• SUPPLIED DATA:
________________

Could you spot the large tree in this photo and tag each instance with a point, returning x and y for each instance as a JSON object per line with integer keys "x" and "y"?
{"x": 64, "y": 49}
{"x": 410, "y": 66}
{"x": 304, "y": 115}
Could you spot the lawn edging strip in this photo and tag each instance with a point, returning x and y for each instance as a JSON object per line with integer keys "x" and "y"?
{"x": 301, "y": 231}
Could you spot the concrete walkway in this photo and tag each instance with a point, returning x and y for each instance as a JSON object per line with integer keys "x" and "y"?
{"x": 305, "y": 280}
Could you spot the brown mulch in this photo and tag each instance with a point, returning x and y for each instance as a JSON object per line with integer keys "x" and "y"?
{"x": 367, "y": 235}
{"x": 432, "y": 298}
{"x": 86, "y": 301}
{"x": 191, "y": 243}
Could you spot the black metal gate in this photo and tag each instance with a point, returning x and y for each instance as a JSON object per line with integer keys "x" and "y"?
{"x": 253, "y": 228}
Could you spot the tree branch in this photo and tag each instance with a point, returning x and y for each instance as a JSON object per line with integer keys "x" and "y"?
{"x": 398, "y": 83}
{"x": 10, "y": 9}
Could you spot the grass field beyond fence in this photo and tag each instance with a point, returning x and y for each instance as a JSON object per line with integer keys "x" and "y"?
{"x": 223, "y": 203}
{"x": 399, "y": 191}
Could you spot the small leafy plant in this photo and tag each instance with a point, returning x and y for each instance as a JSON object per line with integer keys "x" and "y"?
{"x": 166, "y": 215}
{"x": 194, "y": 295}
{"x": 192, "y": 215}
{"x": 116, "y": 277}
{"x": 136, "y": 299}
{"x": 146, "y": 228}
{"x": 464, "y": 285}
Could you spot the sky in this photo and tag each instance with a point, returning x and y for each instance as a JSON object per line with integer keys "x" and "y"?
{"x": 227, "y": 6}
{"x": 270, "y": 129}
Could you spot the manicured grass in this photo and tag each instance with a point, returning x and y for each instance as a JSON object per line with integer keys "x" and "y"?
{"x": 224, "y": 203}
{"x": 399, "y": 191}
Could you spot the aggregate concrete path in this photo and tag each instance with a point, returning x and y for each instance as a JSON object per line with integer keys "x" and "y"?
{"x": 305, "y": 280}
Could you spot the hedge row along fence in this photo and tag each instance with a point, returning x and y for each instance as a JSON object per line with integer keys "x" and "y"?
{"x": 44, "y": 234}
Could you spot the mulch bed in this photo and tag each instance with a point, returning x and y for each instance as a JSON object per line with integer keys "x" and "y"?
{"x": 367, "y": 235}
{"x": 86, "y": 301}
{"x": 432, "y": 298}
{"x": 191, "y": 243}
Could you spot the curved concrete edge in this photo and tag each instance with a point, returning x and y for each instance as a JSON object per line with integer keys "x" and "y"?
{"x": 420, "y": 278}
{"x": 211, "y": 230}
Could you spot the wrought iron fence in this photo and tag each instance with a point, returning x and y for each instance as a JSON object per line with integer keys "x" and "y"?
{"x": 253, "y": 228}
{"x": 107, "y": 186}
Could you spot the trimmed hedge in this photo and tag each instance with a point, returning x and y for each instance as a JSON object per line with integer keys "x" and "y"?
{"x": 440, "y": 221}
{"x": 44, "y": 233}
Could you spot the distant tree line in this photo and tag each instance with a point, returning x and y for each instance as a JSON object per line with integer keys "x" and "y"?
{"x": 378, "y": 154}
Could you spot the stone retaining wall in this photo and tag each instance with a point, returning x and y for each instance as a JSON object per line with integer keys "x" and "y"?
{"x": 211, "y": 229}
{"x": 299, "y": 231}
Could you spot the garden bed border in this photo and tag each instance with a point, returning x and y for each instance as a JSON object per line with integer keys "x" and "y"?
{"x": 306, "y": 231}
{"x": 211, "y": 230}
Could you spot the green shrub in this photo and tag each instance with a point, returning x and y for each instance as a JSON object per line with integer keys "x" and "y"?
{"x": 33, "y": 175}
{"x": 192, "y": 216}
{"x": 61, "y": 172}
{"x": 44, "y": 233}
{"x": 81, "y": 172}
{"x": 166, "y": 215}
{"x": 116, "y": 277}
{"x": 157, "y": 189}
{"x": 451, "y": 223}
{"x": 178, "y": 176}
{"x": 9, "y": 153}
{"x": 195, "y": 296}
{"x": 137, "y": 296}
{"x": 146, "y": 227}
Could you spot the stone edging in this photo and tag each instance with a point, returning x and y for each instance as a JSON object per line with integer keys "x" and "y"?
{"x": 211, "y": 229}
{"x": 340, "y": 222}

________________

• WHAT IS ASKED: Every line above needs to be retyped exactly.

• EXPECTED OUTPUT:
Could you spot the large tree in this photo and tag each instance with a point, returning x and y for each instance as a JSON object per line with integer keys "x" and "y"?
{"x": 64, "y": 49}
{"x": 410, "y": 66}
{"x": 304, "y": 115}
Could you spot the lawn edging strip in this photo and tag each instance with a point, returning x and y for each instance as a JSON object per line with integer keys "x" and "y"?
{"x": 301, "y": 231}
Could you spot the concrete walkway in this photo and tag each instance with a point, returning x and y for each instance as a JSON object per line with integer keys "x" and "y"?
{"x": 305, "y": 280}
Could you spot the brown mulch in this photo and tag each instance with a point, returning x and y for each instance as a JSON object per line with integer keys "x" and "y"?
{"x": 367, "y": 235}
{"x": 432, "y": 298}
{"x": 86, "y": 301}
{"x": 191, "y": 243}
Could you spot the black metal gate in this photo and tag each instance with a point, returning x and y for each instance as a JSON object per line with integer keys "x" and "y"?
{"x": 253, "y": 228}
Could you spot the tree branch in this photo and tag each instance with a point, returning x and y for each instance as a JSON object per line with integer keys "x" and "y"?
{"x": 398, "y": 83}
{"x": 10, "y": 9}
Could you spot the grass field beyond fence in this photo and tag each instance with a point, returning x and y for each instance as a JSON object per line with integer keys "x" and "y"?
{"x": 223, "y": 203}
{"x": 399, "y": 191}
Could you spot the small leafy plant in this photo and tag each instance with a point, returning x and y for each instance as a JSON object per line with integer keys "x" and "y"?
{"x": 166, "y": 215}
{"x": 194, "y": 295}
{"x": 192, "y": 215}
{"x": 116, "y": 277}
{"x": 136, "y": 299}
{"x": 146, "y": 228}
{"x": 464, "y": 285}
Could you spot the sky in this photo and tag each instance with a point, returning x and y for each instance as a JSON object per line with integer keys "x" and "y"?
{"x": 227, "y": 6}
{"x": 270, "y": 129}
Could you spot the manicured grass in this photo and tag each instance with a point, returning x and y for each instance as a JSON object per line with integer keys "x" and "y"?
{"x": 224, "y": 203}
{"x": 399, "y": 191}
Could you spot the aggregate concrete path in this photo and tag each instance with a point, returning x and y for each instance as a JSON object per line with integer keys "x" and "y"?
{"x": 305, "y": 280}
Could you spot the hedge row along fence in this photo and tag each instance with a point, returning x and y for each instance as a JSON object per line with integer keys "x" and "y"?
{"x": 44, "y": 234}
Could you spot the mulch bed in this photo and tag each instance with a point, returning x and y for each instance as a JSON object per line with integer keys "x" and "y"?
{"x": 367, "y": 235}
{"x": 86, "y": 301}
{"x": 432, "y": 298}
{"x": 191, "y": 243}
Could you spot the curved concrete edge in this photo and tag each instance with a point, returning x and y for each instance as a JSON object per line with integer keys "x" and "y"?
{"x": 420, "y": 278}
{"x": 211, "y": 230}
Could you spot the wrought iron fence in this photo and tag each instance with a point, returning x and y for each instance as a JSON object per line with integer keys "x" and "y"?
{"x": 253, "y": 228}
{"x": 107, "y": 186}
Could you spot the trimmed hedge in this photo and tag each instance with a point, returning x and y for each instance as a JSON object per line with integer keys "x" and "y"?
{"x": 440, "y": 221}
{"x": 44, "y": 233}
Could you spot the distant tree line in this photo and tag each instance with a point, returning x and y for each instance as a JSON object per line with integer keys "x" and "y"?
{"x": 378, "y": 154}
Could you spot the stone retaining wall in this photo and tag each instance with a point, returning x and y for each instance as a JSON object per line with integer keys "x" and "y"?
{"x": 211, "y": 229}
{"x": 299, "y": 231}
Could you spot the garden bed border in this photo and tag each instance with a point, returning x and y for each instance as a JSON object per line with integer keys "x" and "y"?
{"x": 306, "y": 231}
{"x": 211, "y": 230}
Could you spot the green shrub in this photo and tag each instance with a point, returning x and y for each instance as a JSON object per line with integer keys "x" and "y"?
{"x": 33, "y": 175}
{"x": 192, "y": 216}
{"x": 61, "y": 172}
{"x": 44, "y": 233}
{"x": 81, "y": 172}
{"x": 166, "y": 215}
{"x": 116, "y": 277}
{"x": 157, "y": 189}
{"x": 451, "y": 223}
{"x": 178, "y": 176}
{"x": 9, "y": 153}
{"x": 195, "y": 296}
{"x": 137, "y": 296}
{"x": 146, "y": 227}
Could you spot the stone edging in this photo and tag each instance with a point, returning x and y for each instance as a JSON object per line with integer keys "x" and "y"?
{"x": 211, "y": 229}
{"x": 340, "y": 222}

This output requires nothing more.